Aim of the exercise -
Each line in the entries below that holds the string "black" must be copied.

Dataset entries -
● ● ● ● ●

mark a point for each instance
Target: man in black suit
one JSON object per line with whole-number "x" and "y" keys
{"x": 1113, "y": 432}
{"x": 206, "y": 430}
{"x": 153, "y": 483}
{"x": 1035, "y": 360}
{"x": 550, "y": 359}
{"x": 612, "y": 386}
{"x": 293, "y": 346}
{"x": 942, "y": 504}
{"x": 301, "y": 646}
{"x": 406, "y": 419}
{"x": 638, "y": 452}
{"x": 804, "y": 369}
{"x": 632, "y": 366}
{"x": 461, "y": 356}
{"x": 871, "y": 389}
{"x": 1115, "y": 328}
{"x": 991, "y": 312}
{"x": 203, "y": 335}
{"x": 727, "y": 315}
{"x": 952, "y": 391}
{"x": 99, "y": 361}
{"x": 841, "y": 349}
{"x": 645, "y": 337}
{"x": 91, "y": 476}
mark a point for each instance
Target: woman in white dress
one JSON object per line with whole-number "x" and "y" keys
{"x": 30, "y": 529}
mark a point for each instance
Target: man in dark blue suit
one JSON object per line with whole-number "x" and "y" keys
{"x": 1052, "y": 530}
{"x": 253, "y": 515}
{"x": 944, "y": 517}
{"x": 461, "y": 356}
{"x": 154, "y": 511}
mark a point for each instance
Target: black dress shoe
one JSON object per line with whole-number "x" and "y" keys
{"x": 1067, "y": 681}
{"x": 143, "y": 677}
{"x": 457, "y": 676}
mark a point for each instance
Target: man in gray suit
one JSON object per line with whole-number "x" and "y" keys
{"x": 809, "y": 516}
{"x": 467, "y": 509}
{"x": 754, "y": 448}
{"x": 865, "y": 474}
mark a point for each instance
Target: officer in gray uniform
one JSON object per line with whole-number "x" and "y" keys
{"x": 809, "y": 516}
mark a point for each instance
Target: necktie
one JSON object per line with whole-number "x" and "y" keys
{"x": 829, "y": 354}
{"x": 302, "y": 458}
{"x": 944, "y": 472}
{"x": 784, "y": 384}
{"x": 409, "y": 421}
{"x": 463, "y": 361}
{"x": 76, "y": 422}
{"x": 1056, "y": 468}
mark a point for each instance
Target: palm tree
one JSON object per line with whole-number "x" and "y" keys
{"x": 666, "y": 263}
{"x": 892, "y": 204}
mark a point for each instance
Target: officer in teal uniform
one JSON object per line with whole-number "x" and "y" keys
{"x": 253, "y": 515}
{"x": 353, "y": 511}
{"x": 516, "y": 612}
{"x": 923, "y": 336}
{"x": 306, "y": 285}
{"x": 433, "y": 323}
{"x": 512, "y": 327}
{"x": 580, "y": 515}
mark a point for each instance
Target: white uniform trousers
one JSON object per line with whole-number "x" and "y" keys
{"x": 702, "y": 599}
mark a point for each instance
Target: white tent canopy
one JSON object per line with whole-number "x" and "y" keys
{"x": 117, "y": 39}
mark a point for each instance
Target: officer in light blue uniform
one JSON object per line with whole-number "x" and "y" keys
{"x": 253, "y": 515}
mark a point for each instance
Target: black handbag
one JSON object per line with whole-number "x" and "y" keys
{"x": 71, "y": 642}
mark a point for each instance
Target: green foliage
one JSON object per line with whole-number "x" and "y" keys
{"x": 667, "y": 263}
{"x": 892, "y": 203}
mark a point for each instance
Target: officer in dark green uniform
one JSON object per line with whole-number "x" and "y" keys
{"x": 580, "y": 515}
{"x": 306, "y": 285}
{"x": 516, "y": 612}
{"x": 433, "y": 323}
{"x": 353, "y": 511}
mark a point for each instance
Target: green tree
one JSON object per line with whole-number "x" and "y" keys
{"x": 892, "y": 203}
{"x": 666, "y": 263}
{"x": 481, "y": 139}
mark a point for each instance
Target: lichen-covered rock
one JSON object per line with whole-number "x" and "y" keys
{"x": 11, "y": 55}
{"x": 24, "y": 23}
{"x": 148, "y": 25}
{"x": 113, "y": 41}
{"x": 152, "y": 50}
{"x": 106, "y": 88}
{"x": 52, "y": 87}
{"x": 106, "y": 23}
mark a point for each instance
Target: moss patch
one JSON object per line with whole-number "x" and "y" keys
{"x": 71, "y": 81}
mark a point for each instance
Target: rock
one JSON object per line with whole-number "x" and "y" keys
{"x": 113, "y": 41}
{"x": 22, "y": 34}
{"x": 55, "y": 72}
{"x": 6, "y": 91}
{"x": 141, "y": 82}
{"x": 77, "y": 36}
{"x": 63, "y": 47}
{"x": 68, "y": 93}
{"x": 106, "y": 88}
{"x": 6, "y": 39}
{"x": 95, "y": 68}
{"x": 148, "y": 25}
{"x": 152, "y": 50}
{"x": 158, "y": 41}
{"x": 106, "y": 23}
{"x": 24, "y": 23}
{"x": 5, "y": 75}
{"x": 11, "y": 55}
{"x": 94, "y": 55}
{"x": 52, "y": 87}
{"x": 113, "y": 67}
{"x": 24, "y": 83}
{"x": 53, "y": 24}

● ● ● ● ●

Answer area -
Target: man in black suit
Target: black dress shoe
Target: black handbag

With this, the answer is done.